Your answer should be the line that contains "Mark every instance of the horizontal" and each line after it, restated word for word through the final line of the entries.
====== Given data ======
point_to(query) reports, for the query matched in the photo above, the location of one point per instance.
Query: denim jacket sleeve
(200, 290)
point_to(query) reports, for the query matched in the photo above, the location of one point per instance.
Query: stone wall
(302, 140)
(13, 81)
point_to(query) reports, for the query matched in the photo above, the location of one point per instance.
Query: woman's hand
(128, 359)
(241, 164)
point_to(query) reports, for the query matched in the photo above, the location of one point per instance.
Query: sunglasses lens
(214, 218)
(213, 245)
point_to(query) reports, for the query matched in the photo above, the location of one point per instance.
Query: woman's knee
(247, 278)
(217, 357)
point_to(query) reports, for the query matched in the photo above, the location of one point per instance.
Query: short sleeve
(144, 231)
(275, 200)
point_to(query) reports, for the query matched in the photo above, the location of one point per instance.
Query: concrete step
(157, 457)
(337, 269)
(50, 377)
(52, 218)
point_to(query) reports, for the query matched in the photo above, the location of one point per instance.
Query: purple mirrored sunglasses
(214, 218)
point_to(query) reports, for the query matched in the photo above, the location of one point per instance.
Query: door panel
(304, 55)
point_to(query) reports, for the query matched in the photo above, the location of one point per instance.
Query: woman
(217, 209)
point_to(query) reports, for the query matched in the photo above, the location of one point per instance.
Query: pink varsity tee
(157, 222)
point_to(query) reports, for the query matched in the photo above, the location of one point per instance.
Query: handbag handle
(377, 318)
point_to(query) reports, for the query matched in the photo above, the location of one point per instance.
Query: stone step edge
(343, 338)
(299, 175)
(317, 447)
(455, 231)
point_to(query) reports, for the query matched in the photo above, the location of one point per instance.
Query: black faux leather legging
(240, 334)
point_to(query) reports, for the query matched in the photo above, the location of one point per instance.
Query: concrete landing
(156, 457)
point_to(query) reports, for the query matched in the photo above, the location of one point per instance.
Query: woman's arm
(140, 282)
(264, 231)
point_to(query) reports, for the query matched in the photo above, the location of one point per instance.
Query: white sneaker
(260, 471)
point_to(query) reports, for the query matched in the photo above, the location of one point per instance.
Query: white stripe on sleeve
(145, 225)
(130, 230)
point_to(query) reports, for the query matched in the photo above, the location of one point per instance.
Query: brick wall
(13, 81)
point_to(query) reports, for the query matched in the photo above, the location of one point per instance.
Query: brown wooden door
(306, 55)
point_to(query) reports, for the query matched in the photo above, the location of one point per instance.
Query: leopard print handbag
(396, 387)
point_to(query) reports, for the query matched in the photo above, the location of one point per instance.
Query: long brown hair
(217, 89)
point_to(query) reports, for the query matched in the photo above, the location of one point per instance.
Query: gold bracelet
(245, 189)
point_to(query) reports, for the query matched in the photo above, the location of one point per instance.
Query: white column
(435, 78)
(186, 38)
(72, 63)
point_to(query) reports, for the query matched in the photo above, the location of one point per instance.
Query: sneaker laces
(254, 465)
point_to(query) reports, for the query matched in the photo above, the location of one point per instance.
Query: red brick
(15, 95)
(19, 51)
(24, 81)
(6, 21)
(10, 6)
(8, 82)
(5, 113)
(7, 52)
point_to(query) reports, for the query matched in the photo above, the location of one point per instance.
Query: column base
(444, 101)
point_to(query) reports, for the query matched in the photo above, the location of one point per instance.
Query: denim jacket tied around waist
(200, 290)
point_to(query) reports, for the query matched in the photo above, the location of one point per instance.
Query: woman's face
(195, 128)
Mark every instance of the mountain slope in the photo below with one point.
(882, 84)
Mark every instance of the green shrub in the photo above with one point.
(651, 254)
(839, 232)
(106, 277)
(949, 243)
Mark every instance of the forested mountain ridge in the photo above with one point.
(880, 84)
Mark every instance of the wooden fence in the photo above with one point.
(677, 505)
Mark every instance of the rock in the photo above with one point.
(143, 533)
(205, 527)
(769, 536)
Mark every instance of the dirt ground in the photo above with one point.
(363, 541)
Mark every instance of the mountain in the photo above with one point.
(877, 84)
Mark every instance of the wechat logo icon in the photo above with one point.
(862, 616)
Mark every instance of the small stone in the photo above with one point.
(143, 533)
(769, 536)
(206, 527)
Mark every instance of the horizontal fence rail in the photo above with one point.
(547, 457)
======
- **Exercise solution**
Mark every instance of the horizontal fence rail in the photo above with one point.
(547, 457)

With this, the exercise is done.